→ **Short exercise**
Format the records below as a two-column CSV with the header task,points and one row for each record. Put the full request text under task and its answer under points, each in a single quoted field, with every line break replaced by a space.

Excerpts from a point labeling dataset
==========
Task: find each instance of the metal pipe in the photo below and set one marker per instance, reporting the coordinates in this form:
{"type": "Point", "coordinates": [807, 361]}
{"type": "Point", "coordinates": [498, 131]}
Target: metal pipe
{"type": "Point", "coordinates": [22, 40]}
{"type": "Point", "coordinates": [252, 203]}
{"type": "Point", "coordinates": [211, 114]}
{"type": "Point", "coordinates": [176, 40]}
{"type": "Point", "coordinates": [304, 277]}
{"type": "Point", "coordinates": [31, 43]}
==========
→ **Output of the exercise**
task,points
"Task: find each instance of the metal pipe in the photo below and set one marker per instance, reporting the coordinates in this form: {""type"": ""Point"", ""coordinates"": [807, 361]} {""type"": ""Point"", ""coordinates"": [498, 131]} Target: metal pipe","{""type"": ""Point"", ""coordinates"": [22, 40]} {""type"": ""Point"", ""coordinates"": [252, 203]} {""type"": ""Point"", ""coordinates"": [211, 114]} {""type"": ""Point"", ""coordinates"": [176, 40]} {""type"": ""Point"", ""coordinates"": [304, 277]} {""type"": ""Point"", ""coordinates"": [31, 43]}"